● Task to complete
Where in the data below does the word "request" appear? Copy each line that holds it.

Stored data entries
- - - - - - -

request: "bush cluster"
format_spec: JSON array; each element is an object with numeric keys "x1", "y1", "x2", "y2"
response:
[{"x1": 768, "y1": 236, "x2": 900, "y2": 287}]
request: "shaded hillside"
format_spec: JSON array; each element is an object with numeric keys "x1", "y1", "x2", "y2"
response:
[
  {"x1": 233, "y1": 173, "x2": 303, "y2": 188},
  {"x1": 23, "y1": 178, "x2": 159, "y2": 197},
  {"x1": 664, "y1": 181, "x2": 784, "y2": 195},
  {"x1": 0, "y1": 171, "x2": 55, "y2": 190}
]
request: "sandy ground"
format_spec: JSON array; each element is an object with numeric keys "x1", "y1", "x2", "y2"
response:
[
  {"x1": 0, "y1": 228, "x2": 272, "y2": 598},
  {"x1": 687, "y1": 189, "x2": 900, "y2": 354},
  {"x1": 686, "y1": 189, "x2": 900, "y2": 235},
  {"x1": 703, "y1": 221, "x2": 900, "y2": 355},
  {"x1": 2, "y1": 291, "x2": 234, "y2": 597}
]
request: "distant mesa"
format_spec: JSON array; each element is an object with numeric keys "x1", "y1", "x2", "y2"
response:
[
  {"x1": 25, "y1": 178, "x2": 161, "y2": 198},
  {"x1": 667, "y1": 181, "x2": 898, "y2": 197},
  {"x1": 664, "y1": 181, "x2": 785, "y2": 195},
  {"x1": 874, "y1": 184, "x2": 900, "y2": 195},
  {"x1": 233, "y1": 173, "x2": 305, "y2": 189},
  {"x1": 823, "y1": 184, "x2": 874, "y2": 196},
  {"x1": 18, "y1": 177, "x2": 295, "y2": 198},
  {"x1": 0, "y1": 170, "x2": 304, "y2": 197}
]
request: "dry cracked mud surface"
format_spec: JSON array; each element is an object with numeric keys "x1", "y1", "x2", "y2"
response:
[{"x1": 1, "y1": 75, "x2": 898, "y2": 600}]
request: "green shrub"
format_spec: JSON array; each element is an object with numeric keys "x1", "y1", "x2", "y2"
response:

- - - - - - -

● Answer to the exercise
request: "bush cluster"
request: "shaded hillside"
request: "sandy ground"
request: "distant mesa"
request: "dry cracked mud surface"
request: "green shrub"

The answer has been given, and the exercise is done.